◆ Task item:
Counting only lines that contain "shirt", how many are there in the records below? Give the figure alone.

Point-per-instance localization data
*-*-*
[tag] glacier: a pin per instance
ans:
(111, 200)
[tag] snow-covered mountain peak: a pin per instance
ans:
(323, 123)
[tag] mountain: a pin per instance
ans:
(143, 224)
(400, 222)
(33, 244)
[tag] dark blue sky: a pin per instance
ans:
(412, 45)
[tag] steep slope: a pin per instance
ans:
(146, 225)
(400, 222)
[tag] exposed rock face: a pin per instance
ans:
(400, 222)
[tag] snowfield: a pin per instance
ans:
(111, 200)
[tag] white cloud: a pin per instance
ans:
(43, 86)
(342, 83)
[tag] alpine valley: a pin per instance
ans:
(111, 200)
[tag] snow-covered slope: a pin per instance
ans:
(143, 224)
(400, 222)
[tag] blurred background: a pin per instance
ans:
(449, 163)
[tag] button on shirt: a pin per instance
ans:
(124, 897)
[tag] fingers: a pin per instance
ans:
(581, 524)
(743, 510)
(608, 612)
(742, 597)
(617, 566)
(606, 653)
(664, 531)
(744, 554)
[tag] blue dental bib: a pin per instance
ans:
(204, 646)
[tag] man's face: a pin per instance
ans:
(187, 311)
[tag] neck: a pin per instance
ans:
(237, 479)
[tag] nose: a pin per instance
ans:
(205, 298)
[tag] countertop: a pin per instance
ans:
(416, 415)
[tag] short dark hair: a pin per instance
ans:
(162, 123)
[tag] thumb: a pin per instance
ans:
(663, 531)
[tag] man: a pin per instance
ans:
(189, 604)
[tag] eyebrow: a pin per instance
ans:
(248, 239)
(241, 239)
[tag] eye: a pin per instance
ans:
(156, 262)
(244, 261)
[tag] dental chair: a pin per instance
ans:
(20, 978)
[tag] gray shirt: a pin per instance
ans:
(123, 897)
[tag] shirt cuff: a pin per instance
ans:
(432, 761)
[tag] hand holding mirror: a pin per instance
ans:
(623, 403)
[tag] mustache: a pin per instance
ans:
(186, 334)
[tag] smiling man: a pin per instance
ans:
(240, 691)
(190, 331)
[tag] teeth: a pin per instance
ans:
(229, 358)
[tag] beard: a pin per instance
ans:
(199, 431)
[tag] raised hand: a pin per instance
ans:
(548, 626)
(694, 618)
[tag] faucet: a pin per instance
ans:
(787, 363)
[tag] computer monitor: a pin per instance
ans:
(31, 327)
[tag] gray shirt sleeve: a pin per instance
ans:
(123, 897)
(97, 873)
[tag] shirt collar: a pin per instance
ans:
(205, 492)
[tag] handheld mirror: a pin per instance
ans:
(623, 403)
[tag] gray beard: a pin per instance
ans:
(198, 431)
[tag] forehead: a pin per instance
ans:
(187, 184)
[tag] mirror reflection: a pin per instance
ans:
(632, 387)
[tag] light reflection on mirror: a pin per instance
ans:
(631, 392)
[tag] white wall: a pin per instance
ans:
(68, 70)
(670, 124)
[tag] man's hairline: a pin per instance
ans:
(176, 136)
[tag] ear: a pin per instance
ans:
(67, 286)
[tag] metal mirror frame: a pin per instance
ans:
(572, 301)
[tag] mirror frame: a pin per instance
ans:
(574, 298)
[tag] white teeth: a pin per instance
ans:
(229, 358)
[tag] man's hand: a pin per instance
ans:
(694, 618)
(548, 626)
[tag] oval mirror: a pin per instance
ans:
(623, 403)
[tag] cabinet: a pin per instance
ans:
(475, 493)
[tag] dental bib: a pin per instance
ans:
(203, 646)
*-*-*
◆ Answer to this exercise:
5